::: Kutipan untuk Dibaca

Salah satu lokasi tambang di Sultra. Foto; Yoshasrul/Beritalingkungan.com |
PALANGGA, BL-Deru mesin berat menggema di kejauhan. Tiga alat berat jenis hexa meraung-raung menggali dan mengangkut bongkahan tanah merah. Sesekali debu kecoklatan menghambur ke udara, membentuk hujan asap yang kuning pekat. Membuat operator hexa berkali-kali mengibas baju yang penuh dengan tempelan debu. Lalulalang dumb truk melengkapi menu siang yang terik di kawasan Kecamatan Palangga Selatan, Konawe Selatan (Konsel), Sulawesi Tenggara.
Sebuah kondisi yang tak jauh berbeda berlaku di seluruh wilayah Kabupaten Konawe Selatan, khususnya daerah yang memiliki sumber daya mineral bernama nikel itu. Wilayah-wilayah hutan di daerah ini sejak tiga tahun belakamngan telah beralih fungsi menjadi wilayah konsesi pertambangan, menjorok ke perairan laut.
Kondisi ini tentu berdampak besar pada kesehatan penduduk, baik yang bermukim di kawasan pinggiran hutan, daratan hingga warga yang berdomisili di perairan laut. Warga seolah benar-benar menjadi akrab dengan kehadiran pertambangan dan dipaksa menerima kenyataan. Truk dan kapal-kapal yang berlabuh menjadi pemandangan biasa. “Ya mau bagaimana lagi pak, pemerintah telah memberikan ijin pertambangan, jadi diterima saja resikonya,”kata Alimudin, seorang warga di pesisir Kecamatan Palangga Selatan.

::::::

*Tantangan:*
A: Cetak ulang bagian kutipan yang dimulai dengan "Sebuah kondisi yang" dan berlanjut sampai "ke perairan laut.".
B: Alihkan kalimat dari kutipan ini ke dalam bahasa Inggris: "Truk dan kapal-kapal yang berlabuh menjadi pemandangan biasa."
Baris-baris berikut adalah bahan tersendiri, terpisah dari kutipan tadi.

::: Baris yang Ditampilkan

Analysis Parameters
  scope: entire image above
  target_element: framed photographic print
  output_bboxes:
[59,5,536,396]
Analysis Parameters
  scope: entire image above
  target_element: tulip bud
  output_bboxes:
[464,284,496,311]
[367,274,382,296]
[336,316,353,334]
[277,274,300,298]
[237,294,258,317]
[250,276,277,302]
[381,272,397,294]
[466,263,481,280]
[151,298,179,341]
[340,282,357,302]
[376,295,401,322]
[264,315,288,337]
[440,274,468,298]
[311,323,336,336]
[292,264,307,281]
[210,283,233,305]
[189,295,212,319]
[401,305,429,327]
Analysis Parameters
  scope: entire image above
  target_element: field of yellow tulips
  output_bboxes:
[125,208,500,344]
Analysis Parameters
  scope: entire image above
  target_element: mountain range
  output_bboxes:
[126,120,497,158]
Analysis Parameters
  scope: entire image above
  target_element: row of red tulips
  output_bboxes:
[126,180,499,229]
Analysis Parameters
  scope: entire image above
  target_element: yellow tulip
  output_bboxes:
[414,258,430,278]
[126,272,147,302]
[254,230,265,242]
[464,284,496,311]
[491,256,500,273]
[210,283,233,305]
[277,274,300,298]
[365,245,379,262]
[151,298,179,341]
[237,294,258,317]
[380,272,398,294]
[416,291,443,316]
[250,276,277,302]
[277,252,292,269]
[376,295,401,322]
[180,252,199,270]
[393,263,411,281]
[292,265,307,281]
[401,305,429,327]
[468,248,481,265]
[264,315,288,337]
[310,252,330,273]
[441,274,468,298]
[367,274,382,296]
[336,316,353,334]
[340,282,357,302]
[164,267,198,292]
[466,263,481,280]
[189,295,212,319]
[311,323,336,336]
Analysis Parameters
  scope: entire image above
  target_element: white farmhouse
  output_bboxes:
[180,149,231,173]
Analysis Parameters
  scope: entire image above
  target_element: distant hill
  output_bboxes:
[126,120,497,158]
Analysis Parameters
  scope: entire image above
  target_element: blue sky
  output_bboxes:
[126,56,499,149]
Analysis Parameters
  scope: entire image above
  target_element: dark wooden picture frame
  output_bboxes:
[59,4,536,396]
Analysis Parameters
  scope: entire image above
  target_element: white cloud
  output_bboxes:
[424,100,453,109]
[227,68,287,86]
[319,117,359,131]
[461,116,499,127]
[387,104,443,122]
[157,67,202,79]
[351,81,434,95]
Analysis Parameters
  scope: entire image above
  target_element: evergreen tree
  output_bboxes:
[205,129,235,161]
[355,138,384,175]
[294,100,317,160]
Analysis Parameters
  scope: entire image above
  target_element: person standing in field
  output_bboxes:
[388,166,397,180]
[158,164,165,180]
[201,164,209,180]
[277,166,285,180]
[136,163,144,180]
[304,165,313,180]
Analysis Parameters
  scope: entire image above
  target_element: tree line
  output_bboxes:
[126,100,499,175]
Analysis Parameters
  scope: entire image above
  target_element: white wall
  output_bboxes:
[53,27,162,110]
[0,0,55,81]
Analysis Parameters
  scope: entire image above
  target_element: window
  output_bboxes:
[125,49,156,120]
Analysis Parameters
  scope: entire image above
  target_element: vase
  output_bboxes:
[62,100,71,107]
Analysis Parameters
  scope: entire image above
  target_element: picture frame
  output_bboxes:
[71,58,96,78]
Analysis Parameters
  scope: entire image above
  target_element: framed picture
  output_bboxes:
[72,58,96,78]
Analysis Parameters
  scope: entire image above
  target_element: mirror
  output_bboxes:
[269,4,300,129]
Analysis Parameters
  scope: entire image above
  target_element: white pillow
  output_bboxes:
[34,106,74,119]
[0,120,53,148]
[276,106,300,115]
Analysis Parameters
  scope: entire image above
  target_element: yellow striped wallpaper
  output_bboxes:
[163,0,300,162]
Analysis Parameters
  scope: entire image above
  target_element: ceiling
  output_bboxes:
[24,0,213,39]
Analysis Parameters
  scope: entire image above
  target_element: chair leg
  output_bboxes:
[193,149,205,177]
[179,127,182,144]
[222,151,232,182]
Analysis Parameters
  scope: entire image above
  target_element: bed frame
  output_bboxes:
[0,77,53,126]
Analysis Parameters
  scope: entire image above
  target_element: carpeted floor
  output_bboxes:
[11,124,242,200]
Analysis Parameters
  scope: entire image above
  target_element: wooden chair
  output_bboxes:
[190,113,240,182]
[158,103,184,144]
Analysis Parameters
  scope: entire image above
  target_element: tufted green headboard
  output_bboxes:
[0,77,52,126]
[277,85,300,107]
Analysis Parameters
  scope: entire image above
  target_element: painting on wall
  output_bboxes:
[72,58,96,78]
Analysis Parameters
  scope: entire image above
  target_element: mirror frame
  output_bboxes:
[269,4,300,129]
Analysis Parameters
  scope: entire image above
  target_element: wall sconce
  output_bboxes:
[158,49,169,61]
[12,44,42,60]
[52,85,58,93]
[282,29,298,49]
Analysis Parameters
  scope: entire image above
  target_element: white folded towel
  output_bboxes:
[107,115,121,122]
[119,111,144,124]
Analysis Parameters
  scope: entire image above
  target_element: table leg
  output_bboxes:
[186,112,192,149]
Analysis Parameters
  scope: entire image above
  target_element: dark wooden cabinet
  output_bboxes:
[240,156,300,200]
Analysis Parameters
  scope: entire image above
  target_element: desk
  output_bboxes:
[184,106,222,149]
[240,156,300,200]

::::::

*Jawaban Tiap Tugas:*
A:
Sebuah kondisi yang tak jauh berbeda berlaku di seluruh wilayah Kabupaten Konawe Selatan, khususnya daerah yang memiliki sumber daya mineral bernama nikel itu. Wilayah-wilayah hutan di daerah ini sejak tiga tahun belakamngan telah beralih fungsi menjadi wilayah konsesi pertambangan, menjorok ke perairan laut.

B: The trucks and the anchored ships have become a common sight.